THE EXERCISE
Please copy the whole listing below line for line, leaving every word, number and mark unchanged.

-- START --

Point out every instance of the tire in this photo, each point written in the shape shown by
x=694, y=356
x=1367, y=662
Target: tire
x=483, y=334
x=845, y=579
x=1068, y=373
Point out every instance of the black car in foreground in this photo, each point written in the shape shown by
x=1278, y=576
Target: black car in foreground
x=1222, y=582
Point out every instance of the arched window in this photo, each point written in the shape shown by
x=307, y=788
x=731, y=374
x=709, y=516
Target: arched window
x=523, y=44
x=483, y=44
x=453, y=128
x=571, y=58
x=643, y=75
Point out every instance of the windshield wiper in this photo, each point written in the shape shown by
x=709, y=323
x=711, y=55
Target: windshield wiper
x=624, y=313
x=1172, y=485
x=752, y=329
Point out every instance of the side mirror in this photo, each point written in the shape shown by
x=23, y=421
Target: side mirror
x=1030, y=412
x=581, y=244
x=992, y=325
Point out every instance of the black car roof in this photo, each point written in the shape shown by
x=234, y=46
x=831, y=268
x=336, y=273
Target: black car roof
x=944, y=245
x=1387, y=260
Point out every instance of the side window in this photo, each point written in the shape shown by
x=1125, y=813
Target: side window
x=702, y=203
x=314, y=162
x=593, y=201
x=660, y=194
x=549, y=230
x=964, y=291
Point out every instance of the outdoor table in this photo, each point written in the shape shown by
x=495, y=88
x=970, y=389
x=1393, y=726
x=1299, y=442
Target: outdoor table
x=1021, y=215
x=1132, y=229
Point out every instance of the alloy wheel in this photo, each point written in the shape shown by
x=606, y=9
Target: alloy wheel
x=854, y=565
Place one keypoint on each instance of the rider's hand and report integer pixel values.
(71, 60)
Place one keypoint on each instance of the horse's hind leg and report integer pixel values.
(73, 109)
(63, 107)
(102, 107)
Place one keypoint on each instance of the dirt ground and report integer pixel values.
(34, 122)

-- END --

TASK RESPONSE
Point out every instance of the tire in this photo, each point written in the shape shown by
x=694, y=356
x=1367, y=662
Target: tire
x=483, y=334
x=845, y=579
x=1068, y=373
Point out every instance of the black car in foreground in this photo, each point written in the shape shown by
x=1278, y=576
Target: black car in foreground
x=1222, y=582
Point out every instance of the arched window in this photo, each point written in the shape shown by
x=307, y=788
x=731, y=374
x=709, y=516
Target: arched window
x=523, y=44
x=483, y=44
x=453, y=128
x=571, y=58
x=643, y=75
Point out every instance of the windshield wiper in this photo, each point written in the shape shown by
x=709, y=323
x=711, y=55
Target: windshield wiper
x=624, y=313
x=1172, y=485
x=752, y=329
Point out every instance of the side mirror in this photo, each point written in the shape shown by
x=23, y=421
Target: side mirror
x=1030, y=412
x=581, y=244
x=992, y=325
Point out every instance of the black car roof in this photo, each point written in the shape shown by
x=234, y=46
x=831, y=268
x=336, y=273
Target: black car roof
x=944, y=245
x=1387, y=260
Point out every instance of the side window in this photo, each point written in the shape shown by
x=1125, y=813
Target: side window
x=702, y=203
x=314, y=162
x=593, y=201
x=660, y=194
x=549, y=230
x=964, y=291
Point out every instance of the outdoor table in this photo, each point written in the shape shown by
x=495, y=88
x=970, y=389
x=1393, y=726
x=1299, y=442
Target: outdoor table
x=1021, y=215
x=1132, y=229
Point out every instance of the alloy wheel in this photo, each point written in the shape shown by
x=606, y=9
Target: alloy wheel
x=854, y=565
Place one keypoint on each instance of the rider's hand and report integer pixel values.
(71, 60)
Place one keypoint on each instance of the horse's hind leg and report integer pixel values.
(73, 109)
(63, 107)
(102, 107)
Place one keypoint on each instance of the dirt ground and report integer pixel values.
(34, 122)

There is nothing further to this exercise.